--- BEGIN Data supplied ---

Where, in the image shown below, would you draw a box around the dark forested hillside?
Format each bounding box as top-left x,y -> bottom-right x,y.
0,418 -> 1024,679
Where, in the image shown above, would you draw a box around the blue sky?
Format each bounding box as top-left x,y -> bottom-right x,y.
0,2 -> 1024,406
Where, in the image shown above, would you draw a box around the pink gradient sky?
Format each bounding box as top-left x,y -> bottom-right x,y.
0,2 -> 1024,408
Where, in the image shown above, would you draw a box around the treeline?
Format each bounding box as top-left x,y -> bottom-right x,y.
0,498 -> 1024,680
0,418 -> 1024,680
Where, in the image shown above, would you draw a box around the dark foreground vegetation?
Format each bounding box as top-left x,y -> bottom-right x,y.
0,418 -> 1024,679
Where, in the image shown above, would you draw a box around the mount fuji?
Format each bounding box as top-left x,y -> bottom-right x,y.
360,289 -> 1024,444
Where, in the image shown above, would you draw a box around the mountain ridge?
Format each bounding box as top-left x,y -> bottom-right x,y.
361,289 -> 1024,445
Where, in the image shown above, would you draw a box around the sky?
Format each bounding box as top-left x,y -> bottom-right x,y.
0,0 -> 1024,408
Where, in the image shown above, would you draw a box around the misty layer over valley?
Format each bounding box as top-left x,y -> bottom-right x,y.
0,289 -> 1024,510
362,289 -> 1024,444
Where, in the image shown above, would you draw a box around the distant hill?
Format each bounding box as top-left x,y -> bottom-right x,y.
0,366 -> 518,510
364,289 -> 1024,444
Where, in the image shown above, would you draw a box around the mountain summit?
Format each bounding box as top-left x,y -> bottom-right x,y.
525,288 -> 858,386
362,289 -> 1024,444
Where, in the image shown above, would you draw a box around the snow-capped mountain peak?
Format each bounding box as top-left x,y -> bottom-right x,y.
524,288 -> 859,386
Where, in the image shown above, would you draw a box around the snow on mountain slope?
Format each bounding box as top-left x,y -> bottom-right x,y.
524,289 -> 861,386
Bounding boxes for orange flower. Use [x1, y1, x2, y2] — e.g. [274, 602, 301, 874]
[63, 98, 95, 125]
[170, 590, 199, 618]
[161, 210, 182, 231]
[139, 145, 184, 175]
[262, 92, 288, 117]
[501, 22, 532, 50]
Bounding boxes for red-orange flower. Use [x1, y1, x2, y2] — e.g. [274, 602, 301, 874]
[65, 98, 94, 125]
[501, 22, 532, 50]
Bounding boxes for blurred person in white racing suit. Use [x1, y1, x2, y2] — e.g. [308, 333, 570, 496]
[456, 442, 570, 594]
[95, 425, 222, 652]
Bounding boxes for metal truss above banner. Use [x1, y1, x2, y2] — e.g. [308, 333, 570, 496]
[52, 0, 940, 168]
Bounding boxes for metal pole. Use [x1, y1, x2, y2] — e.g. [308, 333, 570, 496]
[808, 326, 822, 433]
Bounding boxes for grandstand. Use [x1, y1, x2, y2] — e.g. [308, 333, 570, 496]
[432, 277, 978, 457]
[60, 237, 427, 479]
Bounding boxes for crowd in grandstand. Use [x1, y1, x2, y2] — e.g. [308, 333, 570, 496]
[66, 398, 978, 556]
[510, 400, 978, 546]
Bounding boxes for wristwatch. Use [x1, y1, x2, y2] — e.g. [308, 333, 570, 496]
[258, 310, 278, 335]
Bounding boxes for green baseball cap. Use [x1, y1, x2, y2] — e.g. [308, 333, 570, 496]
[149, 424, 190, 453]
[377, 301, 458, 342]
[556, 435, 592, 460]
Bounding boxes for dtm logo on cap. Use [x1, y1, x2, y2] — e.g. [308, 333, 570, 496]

--- END Data supplied ---

What is expected: Change "banner" to "sign" in the records from the line with "Bounding boxes for red-orange" to the line with "[808, 326, 822, 433]", and write out only those lines with everything else left as it is.

Exercise output:
Bounding boxes for red-orange flower. Use [x1, y1, x2, y2] — e.g. [274, 602, 301, 874]
[65, 98, 94, 125]
[501, 22, 532, 50]
Bounding boxes for blurred person in white racing suit. Use [x1, y1, x2, y2] — e.g. [308, 333, 570, 496]
[456, 442, 570, 594]
[95, 425, 222, 652]
Bounding boxes for metal truss above sign. Use [x1, y1, x2, y2] — e.g. [308, 333, 570, 496]
[52, 0, 940, 168]
Bounding boxes for metal pole. Use [x1, y1, x2, y2] — e.g. [308, 333, 570, 496]
[808, 326, 822, 433]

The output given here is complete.